Source passage
Benjamin Franklin Meyers (July 6, 1833 – August 11, 1918) was a Democratic member of the U.S. House of Representatives from Pennsylvania.
Benjamin F. Meyers was born near New Centerville, Pennsylvania.  He attended Somerset Academy and Jefferson College in Canonsburg, Pennsylvania (now Washington and Jefferson College in Washington, Pennsylvania).  He studied law, was admitted to the bar and commenced practice in 1855.  He served as a member of the Pennsylvania State House of Representatives in 1864.  He was a delegate to the Democratic National Conventions of 1864, 1880, 1884, 1888, 1892, 1896, and 1900.  He was the editor of the Bedford Gazette and in 1868 of the Harrisburg Daily Patriot.

Information provided

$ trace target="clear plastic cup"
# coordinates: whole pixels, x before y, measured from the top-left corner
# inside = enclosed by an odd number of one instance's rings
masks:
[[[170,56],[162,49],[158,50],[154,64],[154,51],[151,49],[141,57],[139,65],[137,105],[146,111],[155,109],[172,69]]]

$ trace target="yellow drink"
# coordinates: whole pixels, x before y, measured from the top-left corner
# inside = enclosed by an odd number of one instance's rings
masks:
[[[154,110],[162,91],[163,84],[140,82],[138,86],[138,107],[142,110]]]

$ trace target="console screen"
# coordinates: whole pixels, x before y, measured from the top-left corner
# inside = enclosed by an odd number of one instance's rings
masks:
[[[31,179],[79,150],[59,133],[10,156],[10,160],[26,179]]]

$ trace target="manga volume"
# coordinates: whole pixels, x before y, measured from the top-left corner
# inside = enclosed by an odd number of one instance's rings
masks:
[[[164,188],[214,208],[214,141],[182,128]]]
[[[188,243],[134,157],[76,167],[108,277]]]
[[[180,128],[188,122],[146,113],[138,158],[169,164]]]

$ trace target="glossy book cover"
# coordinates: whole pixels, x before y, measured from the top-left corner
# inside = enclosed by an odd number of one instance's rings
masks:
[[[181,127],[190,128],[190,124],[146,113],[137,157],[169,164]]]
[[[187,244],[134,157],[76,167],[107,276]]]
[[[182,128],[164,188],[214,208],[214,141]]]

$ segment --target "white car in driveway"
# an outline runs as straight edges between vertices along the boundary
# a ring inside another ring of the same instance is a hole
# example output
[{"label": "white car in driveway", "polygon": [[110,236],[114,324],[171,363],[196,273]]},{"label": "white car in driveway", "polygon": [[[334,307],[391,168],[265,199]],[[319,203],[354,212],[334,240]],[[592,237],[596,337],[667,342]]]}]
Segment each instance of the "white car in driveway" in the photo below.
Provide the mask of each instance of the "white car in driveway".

---

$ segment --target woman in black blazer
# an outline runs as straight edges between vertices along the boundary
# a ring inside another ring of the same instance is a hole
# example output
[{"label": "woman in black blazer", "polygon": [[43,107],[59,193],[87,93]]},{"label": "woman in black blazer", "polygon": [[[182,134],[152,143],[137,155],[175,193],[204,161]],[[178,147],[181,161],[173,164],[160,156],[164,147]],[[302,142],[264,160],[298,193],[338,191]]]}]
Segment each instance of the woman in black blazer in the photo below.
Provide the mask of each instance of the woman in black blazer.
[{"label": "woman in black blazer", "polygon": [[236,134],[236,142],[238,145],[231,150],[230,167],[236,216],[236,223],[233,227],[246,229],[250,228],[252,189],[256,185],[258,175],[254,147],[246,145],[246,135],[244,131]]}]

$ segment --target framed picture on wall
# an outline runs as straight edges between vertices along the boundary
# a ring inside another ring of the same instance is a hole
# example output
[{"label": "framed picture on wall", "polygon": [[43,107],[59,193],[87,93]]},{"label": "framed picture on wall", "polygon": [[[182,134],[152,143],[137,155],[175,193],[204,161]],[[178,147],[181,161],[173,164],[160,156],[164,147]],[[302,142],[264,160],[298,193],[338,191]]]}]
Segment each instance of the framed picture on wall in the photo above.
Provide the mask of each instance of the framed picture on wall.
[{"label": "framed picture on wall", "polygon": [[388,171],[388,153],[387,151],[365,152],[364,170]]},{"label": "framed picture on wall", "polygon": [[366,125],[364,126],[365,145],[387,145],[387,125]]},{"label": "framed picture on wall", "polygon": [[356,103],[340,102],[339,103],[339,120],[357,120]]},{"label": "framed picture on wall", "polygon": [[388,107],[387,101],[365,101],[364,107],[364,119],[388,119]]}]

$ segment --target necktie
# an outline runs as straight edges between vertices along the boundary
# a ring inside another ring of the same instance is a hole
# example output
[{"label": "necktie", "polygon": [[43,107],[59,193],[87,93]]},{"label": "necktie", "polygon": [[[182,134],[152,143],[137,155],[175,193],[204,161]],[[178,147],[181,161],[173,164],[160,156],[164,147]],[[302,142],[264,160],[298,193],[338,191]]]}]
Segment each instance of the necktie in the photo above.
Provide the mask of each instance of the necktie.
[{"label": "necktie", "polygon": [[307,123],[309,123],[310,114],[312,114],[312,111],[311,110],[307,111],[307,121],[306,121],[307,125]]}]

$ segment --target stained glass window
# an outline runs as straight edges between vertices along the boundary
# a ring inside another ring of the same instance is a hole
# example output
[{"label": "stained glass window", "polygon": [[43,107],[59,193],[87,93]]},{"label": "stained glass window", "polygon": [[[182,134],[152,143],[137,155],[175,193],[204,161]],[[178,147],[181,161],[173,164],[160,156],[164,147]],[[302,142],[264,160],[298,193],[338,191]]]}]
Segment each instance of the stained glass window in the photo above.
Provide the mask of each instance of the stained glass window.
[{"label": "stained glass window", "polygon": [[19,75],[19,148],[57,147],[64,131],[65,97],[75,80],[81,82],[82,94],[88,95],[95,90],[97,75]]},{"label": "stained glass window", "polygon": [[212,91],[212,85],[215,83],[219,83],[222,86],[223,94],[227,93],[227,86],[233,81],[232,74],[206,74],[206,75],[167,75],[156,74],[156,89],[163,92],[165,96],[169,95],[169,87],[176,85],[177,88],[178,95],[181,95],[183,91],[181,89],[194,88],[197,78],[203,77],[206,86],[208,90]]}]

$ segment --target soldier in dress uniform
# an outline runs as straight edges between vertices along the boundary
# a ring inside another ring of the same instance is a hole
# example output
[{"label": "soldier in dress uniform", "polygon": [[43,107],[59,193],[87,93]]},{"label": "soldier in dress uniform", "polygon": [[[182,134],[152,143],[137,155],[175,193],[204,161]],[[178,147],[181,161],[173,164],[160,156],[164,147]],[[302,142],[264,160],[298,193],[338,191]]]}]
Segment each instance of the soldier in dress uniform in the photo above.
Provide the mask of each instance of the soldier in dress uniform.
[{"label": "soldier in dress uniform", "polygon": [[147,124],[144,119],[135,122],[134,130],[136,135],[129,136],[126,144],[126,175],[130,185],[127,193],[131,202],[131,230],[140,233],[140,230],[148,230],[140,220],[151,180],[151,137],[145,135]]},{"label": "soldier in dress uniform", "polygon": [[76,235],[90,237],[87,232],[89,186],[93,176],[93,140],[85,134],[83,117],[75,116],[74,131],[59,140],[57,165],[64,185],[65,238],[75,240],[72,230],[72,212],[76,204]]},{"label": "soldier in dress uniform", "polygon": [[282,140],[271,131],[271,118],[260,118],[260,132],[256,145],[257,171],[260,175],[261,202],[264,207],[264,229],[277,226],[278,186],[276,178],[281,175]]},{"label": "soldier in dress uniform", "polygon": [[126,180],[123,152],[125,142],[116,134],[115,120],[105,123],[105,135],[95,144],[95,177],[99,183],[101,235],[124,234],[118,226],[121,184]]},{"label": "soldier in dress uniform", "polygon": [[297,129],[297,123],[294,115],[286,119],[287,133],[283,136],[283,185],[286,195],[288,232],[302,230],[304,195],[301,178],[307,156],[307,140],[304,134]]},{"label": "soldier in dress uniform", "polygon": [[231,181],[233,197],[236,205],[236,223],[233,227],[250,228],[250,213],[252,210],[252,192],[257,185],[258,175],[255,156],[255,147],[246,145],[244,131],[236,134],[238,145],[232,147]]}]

==

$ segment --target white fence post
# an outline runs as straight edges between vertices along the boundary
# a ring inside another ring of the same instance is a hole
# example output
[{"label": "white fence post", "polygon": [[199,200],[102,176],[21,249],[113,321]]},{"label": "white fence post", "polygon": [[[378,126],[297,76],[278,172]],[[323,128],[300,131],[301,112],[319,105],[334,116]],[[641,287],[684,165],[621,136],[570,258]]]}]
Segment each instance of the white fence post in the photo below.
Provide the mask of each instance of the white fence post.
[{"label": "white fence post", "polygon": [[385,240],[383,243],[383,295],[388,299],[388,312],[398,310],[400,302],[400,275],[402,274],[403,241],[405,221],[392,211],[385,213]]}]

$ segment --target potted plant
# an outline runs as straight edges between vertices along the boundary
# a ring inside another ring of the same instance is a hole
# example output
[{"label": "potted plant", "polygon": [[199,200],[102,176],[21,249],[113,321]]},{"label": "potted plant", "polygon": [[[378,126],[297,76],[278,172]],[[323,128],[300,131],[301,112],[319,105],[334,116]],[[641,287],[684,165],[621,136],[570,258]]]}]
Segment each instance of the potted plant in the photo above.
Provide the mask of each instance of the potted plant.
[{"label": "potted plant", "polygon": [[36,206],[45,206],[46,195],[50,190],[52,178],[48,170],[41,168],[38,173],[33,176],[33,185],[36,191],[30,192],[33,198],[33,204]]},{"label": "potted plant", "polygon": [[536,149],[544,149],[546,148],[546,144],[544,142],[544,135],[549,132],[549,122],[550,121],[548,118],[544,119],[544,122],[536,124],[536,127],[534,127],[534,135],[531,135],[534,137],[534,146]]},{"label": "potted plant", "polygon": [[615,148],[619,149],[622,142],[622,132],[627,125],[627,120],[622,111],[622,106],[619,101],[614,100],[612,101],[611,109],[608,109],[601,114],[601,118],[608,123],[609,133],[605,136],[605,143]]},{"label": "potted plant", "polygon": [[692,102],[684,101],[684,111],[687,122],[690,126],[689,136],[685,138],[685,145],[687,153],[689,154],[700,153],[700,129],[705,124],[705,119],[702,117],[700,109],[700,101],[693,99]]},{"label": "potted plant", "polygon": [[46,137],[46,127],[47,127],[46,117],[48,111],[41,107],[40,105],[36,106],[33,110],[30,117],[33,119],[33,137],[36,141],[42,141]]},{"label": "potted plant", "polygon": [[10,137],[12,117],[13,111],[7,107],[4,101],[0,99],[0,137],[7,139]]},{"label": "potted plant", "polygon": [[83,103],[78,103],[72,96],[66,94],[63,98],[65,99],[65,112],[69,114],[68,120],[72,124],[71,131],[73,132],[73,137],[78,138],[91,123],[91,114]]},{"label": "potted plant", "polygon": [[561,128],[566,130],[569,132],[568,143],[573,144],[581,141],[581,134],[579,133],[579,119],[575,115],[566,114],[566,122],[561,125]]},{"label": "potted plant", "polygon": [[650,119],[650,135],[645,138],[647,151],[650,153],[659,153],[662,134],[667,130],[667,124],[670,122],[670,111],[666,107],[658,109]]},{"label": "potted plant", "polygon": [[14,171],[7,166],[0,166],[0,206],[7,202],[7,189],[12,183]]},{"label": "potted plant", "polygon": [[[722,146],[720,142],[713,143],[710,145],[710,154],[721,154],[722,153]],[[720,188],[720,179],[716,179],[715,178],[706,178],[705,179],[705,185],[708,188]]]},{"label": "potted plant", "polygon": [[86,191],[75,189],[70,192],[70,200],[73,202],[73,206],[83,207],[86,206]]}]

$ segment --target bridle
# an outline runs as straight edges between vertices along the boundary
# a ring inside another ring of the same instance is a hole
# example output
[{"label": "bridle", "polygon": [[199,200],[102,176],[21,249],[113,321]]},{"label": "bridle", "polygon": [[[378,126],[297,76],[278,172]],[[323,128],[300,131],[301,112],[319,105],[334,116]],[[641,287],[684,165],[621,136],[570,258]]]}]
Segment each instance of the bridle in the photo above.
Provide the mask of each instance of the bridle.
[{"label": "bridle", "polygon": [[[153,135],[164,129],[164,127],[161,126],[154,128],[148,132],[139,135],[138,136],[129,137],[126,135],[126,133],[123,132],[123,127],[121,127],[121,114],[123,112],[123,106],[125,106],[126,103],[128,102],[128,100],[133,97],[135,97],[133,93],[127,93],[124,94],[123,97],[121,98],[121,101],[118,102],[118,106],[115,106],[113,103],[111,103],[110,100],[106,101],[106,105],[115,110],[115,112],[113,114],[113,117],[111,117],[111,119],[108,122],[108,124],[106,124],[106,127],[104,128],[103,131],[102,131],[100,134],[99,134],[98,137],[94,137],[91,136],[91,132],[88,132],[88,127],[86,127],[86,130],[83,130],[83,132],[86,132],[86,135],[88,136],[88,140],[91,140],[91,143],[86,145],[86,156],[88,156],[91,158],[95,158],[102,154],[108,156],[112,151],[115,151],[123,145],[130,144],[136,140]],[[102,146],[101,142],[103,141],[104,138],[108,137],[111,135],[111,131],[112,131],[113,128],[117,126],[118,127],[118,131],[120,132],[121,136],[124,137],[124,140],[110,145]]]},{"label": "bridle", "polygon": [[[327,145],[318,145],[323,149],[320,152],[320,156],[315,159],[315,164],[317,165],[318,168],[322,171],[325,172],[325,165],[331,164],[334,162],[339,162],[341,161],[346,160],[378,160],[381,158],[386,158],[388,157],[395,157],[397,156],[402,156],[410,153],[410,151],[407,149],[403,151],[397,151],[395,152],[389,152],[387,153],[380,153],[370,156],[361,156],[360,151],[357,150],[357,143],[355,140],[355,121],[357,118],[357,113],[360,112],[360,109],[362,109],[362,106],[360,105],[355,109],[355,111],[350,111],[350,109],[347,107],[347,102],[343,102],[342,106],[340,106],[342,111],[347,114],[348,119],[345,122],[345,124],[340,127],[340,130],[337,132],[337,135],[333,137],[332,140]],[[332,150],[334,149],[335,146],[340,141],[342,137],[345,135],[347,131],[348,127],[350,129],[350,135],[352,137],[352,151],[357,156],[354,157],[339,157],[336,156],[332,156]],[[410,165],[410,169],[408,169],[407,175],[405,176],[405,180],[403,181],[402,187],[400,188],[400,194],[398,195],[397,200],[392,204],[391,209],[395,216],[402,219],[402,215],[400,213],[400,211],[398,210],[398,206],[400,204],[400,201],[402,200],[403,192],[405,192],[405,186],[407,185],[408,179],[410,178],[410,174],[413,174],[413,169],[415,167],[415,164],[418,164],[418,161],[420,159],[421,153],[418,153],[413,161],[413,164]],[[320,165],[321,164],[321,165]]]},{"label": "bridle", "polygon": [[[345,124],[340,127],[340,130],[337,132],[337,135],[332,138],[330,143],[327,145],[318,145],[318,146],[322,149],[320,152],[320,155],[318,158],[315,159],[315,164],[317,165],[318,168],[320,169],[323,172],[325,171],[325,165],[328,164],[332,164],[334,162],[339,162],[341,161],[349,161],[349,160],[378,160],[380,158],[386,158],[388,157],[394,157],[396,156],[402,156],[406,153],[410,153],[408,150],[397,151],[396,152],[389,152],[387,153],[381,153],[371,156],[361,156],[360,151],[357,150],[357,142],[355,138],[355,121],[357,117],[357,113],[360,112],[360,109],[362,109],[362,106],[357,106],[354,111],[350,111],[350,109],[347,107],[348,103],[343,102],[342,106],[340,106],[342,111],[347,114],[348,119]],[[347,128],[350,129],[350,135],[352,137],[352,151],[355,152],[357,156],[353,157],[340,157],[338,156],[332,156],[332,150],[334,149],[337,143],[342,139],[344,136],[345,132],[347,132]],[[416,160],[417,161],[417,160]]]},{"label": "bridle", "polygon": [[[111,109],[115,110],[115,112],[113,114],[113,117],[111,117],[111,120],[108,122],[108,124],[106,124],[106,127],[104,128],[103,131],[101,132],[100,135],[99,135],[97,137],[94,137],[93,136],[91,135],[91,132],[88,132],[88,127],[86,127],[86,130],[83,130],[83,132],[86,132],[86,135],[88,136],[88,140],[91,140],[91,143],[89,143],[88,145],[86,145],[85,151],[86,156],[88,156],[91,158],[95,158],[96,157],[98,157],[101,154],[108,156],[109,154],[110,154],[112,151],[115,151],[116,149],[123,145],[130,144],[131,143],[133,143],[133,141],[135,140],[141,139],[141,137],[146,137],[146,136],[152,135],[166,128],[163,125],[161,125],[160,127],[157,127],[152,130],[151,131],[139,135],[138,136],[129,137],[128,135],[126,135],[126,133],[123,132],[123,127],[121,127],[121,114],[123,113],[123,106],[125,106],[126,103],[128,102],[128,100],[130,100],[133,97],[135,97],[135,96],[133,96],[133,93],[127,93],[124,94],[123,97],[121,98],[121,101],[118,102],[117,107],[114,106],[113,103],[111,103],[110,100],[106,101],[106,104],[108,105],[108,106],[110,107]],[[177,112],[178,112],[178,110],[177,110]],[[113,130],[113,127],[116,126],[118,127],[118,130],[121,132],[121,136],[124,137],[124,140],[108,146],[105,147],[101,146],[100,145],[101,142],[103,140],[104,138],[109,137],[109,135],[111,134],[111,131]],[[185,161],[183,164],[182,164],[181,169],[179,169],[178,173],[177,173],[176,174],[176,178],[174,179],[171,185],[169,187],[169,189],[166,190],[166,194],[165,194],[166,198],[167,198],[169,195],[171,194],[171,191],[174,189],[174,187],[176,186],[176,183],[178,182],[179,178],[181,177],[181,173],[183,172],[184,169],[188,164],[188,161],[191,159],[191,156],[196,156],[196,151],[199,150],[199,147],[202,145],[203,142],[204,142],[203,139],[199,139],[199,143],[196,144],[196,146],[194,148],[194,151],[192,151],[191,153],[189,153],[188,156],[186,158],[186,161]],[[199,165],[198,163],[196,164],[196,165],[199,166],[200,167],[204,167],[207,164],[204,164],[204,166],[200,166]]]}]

Required work
**a.** Pull out every line of the entries that contains the word "driveway", treating uppercase and lowercase letters as different.
**b.** Write the next part of the Benjamin Franklin Meyers biography, starting after its final sentence.
The entries have no connection to the biography of Benjamin Franklin Meyers.

Outputs for the tasks
**a.**
$ segment --target "white car in driveway"
[{"label": "white car in driveway", "polygon": [[110,236],[114,324],[171,363],[196,273]]},{"label": "white car in driveway", "polygon": [[[334,307],[391,168],[265,199]],[[319,203],[354,212],[334,240]],[[592,237],[596,337],[667,342]]]}]
Segment each instance of the "white car in driveway" in the photo below.
Provide the mask of each instance of the "white car in driveway".

**b.**
Meyers was elected as a Democrat to the Forty-second Congress.  He was an unsuccessful candidate for reelection in 1872.  He served as postmaster of Harrisburg, Pennsylvania, by appointment of President Grover Cleveland from 1886 to 1891.  He was publisher of the Daily Star Independent in Harrisburg.  He was engaged in public utilities, and died in Harrisburg in 1918.  Interment in Harrisburg Cemetery.

Sources

The Political Graveyard

External links

1833 births
1918 deaths
Burials at Harrisburg Cemetery
Pennsylvania lawyers
Washington & Jefferson College alumni
19th-century American newspaper publishers (people)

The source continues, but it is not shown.